**Обязательные задания**
A: Назовите все науки, от которых, судя по тексту о браке, до сих пор больше всего зависел проект исследования типов отношений в экономических терминах.
B: Ответьте по тексту о браке на вопросы:
(i) Кем по профессии и из какой страны Жан-Люк Мигу?
(ii) Какая фраза приведена как пример бытового соглашения между супругами?
(iii) Как неолибералы называют то, что позволяет осуществлять брачный контракт?
C: Подхватите текст о браке и продолжите его после последнего предложения.
===== Исходный отрывок =====
До настоящего времени этот проект исследования типов отношений в экономических терминах больше зависел от демографии, социологии, психологии, социальной психологии, неолибералы всегда именно в этой перспективе пытались анализировать, к примеру, феномены брака и семьи, то есть сугубо экономическую рационализацию, создаваемую браком в сосуществовании индивидов. В нашем распоряжении есть несколько работ и выступлений канадского экономиста, которого зовут Жан-Люк Мигу9 и который написал текст, заслуживающий того, чтобы его прочитать.10 Я не буду углубляться в его анализ, но говорит он следующее: «Один из последних крупных вкладов экономического анализа [он ссылается на исследования неолибералов. — M Ф.] — это интегральное приложение к домашнему сектору аналитических рамок, традиционно предназначавшихся для фирмы и потребителя. […] Речь идет о том, чтобы сделать супружество такой же производственной единицей, как классическая фирма. […] Ведь в самом деле, что такое супружество, или контрактное обязательство двух сторон, осуществляющих специфические вложения (inputs) и в равных пропорциях делящих выгоды от супружества?» В чем смысл долгосрочного контракта, заключаемого между людьми, живущими в супружестве с его матримониальной формой? Что служит его экономическим оправданием, на чем оно основано? Так вот, этот долгосрочный контракт между супругами позволяет избежать ежечасного и непрестанного заключения бесчисленных контрактов, которые были бы необходимы для того, чтобы заставить функционировать домашнюю жизнь.11 Передай мне соль, я подам тебе перец. Такого рода соглашения определяются, так сказать, долгосрочным контрактом, каковой есть сам брачный контракт, позволяющий осуществлять то, что неолибералы называют (впрочем, я полагаю, не только они называют это так) экономией на уровне затрат на сделки. Если бы приходилось заключать сделку ради каждого такого жеста, расходы времени, а значит, их экономическая стоимость, оказались бы для индивидов совершено неподъемными. Все это разрешается брачным контрактом.
===== Выдержка из данных =====
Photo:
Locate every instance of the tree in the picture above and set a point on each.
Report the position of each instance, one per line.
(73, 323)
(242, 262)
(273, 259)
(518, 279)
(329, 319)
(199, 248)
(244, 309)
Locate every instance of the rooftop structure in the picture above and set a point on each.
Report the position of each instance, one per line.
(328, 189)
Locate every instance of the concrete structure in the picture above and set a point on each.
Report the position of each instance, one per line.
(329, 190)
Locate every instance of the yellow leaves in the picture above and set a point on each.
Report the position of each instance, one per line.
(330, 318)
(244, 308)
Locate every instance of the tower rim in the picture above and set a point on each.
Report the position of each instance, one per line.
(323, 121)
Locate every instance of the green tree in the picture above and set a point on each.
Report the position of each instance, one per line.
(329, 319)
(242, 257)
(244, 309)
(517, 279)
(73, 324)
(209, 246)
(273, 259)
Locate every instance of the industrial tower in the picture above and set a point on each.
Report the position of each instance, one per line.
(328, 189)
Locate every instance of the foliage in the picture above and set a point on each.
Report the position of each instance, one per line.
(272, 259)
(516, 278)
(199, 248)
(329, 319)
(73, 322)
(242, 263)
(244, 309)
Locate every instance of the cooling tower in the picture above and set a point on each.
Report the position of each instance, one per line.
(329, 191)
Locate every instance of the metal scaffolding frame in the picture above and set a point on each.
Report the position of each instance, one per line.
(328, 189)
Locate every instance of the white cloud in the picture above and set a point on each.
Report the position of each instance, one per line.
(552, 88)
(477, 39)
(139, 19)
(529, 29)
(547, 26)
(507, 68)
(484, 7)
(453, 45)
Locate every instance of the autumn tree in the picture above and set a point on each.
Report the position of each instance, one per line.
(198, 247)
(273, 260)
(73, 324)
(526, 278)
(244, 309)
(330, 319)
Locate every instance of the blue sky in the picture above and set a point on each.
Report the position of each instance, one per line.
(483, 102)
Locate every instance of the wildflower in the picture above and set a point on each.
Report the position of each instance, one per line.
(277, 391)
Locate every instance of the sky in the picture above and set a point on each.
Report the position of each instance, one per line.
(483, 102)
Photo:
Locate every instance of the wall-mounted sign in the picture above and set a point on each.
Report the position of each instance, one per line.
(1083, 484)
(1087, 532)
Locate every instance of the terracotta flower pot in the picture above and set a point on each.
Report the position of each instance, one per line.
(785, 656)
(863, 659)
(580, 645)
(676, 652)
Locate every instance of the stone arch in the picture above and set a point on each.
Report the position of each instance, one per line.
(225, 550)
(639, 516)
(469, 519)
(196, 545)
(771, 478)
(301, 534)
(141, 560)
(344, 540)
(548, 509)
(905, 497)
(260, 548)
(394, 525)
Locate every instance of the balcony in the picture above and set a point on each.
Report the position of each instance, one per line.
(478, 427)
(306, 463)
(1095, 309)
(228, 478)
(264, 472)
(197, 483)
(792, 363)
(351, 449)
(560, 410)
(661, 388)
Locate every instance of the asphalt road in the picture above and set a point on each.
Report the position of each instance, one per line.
=====
**Набор ответов**
A: Демография, социология, психология, социальная психология.

B:
(i) Канадский экономист.
(ii) «Передай мне соль, я подам тебе перец».
(iii) Экономия на уровне затрат на сделки.

C:
Это может показаться нелепым, но те из вас, кто знаком с текстом, составленным перед смертью Пьером Ривьером, где он описывает, как жили его родители,12 должно быть, заметали, что матримониальная жизнь крестьянской пары начала XIX в. постоянно ткалась и сплеталась из целой серии сделок. Я вспашу твое поле, говорит мужчина женщине, но при условии, что смогу заняться с тобой любовью. А женщина говорит: ты не займешься со мной любовью, пока не покормишь моих кур. Мы видим, как в таком процессе возникает что-то вроде постоянной сделки, по отношению к которой брачный контракт должен составить форму всеобщей экономии, позволяющей не заключать договоры заново в каждом случае. В определенном смысле отношения между отцом и матерью, между мужчиной и женщиной были не чем иным, как ежедневным развертыванием такого рода контрактуализации коммунальной жизни, а все конфликты при этом были не чем иным, как актуализацией контракта; но в то же время контракт не играл никакой роли: фактически он не был [способен][109] выступать экономией сделки, которую он должен был обеспечивать. Короче говоря, в этих исследованиях неолиберальных экономистов перед нами предстает попытка дешифровки в экономических терминах традиционно не-экономического социального поведения.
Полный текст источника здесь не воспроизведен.